> [Work to be completed] Locate each line in the items below that contains the word "blue" and copy those lines. Matching is case-sensitive.

[Entries from a point annotation set]
........
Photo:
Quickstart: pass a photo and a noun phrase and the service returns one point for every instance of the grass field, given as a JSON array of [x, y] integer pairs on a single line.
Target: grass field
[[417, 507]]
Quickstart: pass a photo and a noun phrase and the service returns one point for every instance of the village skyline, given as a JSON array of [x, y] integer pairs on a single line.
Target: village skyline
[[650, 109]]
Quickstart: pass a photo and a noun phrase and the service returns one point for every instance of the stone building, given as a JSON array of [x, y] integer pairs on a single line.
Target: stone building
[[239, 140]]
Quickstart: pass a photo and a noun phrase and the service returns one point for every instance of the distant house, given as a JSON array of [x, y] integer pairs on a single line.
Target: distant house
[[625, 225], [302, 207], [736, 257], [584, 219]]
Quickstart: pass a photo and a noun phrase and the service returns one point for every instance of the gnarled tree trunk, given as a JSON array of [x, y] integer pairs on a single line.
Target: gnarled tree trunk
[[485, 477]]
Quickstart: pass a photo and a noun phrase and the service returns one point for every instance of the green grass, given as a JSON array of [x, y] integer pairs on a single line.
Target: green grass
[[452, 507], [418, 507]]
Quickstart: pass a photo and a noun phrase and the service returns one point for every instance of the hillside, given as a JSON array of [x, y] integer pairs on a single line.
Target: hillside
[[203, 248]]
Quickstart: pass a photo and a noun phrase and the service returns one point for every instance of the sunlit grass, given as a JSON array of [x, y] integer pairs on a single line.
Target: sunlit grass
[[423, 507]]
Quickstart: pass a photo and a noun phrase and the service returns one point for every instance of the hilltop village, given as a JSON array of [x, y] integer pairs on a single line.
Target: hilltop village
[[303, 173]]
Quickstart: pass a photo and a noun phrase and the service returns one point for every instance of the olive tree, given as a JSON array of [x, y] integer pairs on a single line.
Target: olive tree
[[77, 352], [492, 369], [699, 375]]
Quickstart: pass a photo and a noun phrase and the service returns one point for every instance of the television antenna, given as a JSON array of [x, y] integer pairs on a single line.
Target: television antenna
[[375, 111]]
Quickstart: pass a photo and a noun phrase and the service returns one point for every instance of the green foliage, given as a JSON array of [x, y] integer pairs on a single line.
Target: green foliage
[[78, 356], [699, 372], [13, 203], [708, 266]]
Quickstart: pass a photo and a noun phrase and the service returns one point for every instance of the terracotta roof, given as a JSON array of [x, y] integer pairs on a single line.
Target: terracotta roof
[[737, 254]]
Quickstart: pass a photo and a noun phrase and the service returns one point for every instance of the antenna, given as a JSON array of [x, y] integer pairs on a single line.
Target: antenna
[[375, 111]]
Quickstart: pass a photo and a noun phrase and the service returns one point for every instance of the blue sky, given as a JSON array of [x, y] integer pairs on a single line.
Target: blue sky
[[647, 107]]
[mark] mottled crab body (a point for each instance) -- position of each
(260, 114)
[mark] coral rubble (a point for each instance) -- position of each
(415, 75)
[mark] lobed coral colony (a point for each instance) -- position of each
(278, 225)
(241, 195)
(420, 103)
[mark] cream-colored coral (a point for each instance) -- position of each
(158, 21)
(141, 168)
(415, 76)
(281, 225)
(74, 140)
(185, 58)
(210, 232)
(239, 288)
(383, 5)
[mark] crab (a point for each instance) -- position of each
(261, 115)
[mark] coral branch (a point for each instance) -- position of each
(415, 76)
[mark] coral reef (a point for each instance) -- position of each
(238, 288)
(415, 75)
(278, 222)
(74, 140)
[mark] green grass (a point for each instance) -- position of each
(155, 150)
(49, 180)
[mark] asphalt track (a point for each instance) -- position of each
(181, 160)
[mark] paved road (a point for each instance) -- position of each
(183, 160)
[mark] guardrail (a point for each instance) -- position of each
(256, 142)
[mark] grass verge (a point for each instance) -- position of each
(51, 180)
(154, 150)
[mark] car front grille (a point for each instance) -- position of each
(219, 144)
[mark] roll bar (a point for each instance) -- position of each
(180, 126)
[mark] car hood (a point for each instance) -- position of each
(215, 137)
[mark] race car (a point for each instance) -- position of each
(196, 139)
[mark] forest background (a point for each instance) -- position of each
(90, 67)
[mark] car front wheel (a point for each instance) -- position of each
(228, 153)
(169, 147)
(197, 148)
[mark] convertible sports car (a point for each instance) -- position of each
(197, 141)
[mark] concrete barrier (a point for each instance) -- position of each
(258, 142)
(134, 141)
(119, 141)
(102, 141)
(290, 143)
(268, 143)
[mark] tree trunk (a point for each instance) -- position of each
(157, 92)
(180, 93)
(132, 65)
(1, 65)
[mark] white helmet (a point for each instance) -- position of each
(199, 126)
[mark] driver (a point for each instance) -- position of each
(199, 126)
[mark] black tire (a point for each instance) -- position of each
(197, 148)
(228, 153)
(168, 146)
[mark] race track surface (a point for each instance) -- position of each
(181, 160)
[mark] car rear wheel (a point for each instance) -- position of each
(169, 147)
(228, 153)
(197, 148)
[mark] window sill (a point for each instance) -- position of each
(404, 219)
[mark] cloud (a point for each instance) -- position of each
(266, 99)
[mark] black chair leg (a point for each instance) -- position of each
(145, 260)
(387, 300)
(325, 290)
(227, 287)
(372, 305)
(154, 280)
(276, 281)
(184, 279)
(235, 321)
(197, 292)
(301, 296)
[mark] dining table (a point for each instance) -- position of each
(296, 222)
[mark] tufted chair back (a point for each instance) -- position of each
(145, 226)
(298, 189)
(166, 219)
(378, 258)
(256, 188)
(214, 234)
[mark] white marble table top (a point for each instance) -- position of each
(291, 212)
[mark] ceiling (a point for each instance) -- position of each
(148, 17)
........
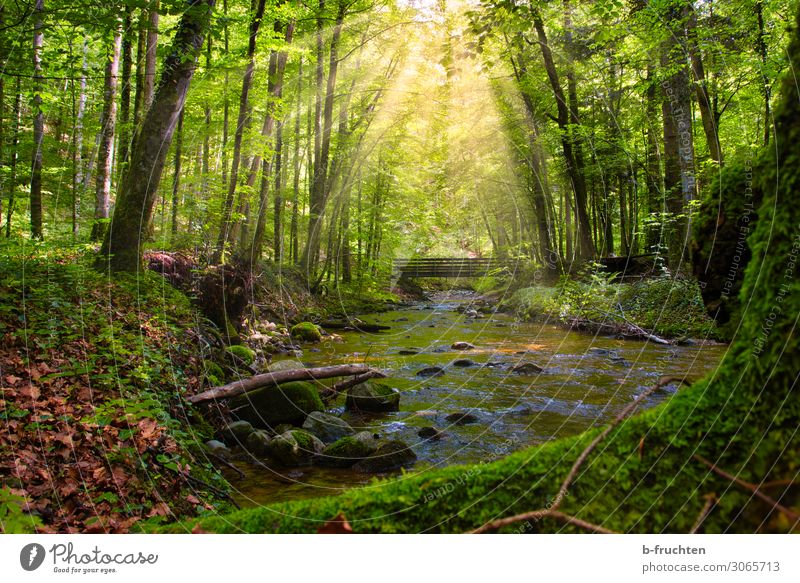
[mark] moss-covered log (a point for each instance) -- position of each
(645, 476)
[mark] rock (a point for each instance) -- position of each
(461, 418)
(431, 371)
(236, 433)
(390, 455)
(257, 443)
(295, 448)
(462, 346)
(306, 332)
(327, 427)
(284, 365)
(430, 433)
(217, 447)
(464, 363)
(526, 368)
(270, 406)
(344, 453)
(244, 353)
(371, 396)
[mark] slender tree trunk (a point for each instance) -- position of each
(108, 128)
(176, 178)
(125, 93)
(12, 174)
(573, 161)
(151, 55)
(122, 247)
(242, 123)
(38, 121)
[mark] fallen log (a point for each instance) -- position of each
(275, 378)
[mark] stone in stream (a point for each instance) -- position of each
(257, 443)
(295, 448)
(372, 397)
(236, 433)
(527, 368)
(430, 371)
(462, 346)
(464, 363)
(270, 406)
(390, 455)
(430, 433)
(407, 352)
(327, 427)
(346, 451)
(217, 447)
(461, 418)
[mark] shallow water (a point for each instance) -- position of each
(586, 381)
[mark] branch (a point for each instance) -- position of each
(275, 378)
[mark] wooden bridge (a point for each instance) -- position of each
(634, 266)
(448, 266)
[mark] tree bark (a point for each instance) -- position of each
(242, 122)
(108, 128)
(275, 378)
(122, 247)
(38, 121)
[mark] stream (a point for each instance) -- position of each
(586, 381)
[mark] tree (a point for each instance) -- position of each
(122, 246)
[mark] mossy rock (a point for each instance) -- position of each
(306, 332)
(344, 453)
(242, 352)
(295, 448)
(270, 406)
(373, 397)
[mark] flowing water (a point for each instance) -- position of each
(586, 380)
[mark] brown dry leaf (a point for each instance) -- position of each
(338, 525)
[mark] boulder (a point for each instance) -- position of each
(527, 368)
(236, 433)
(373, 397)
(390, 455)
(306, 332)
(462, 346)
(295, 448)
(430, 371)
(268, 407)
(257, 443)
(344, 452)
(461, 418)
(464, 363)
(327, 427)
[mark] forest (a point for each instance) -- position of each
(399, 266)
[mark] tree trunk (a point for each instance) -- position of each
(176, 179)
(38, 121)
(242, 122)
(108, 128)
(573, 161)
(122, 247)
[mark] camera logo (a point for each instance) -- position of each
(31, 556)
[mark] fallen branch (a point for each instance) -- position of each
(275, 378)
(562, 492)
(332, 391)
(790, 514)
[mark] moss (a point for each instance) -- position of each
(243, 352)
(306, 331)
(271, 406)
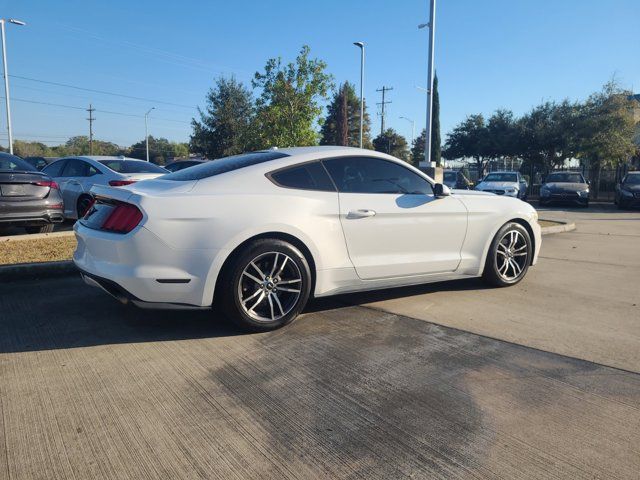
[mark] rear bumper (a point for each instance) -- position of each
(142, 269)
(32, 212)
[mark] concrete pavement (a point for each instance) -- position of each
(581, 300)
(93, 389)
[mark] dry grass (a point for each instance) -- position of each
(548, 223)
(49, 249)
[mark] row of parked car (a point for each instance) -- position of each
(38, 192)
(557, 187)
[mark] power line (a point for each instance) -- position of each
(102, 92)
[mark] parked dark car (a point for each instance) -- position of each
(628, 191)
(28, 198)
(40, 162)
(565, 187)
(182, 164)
........
> [Answer below]
Quickstart: pass a photo and a noun phrase and the service returns one point for every instance of the blue sky, given as a JSON array of [x, y] integer pairs on a single line.
Target: blue sky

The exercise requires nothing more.